**EXERCISE DETAILS**
Continue the piece about a soldier's Christmas leave and the arrival of Syrian refugees from where it stops.

**TEXT**
════════
December 21, 2015 - 8:17 AM
Eleven days ago, our country began welcoming the flights of Syrian refugees into its National airports. Churches, non-profits, businesses, caring individuals and community organizations began to put together settling-in baskets filled with the necessities that would be getting these people through the first few weeks ahead.
My family had been following the news closely; waiting for the final word that this was organized, that this was going through. We waited patiently, and with great anticipation for the final word.
“All is going as planned,” my brother finally informed us on December 9th, “So I’ll be home tomorrow.”
My youngest brother — a Canadian Armed Forces soldier — was on call to escort refugees into the country and was warned that if things got pushed back too far, or happened ahead of scheduled, heading home for Christmas would be an impossibility.
Peace work, we kept telling him, although spirits were lower than they were high.
When we are confronted with unwanted change in relation to things of great meaning, we find ourselves quick to temper. We are — for lack of a better analogy — two year olds in a candy store with our hands taped to our pockets.
What do you mean, Christmas is going to be different? Christmas is never different! It won’t be Christmas if it’s different, will it?
════════
**RECORDS SUPPLIED**

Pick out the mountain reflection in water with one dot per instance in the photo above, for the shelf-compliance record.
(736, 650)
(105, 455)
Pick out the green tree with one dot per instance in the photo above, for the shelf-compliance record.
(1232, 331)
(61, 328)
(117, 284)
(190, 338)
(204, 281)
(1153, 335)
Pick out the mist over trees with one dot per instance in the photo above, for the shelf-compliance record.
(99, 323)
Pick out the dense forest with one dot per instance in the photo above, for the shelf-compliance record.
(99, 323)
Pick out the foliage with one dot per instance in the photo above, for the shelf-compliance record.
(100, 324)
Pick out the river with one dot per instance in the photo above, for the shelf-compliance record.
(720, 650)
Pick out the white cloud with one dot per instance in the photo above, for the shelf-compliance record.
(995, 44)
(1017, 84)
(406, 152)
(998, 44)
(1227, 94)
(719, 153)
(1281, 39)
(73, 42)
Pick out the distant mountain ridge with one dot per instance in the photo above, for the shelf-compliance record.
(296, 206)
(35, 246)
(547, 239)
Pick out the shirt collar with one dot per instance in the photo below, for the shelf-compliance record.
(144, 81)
════════
**EXPECTED ANSWER**
There have, I’m sure, been moments of Christmas change for all of us. It’s the year someone forgets to take the turkey out to thaw, the year we get the snow we prayed for and realize we can’t get to our parent’s place for dinner, the year we get married, have a child, decide not to do presents, move somewhere new, or even have to miss the festivities entirely.
Christmas change happens and, as we all know, so still does Christmas.
We are reminded constantly during the season that the meaning of Christmas is together-ness — it is love, it is community, it is simply being alive.
Commercials selling Turtles chocolates remind us of this, as do the ones selling car batteries from Canadian Tire, Starbucks egg sandwiches and Tiffany’s diamonds. That stupid song “Christmas Shoes” making the world burst into collective sobs jabs the meaning of the season inside our heart like an icicle melting into a cup of hot chocolate.
We are not oblivious and yet we still allow ourselves to become attached to the small things.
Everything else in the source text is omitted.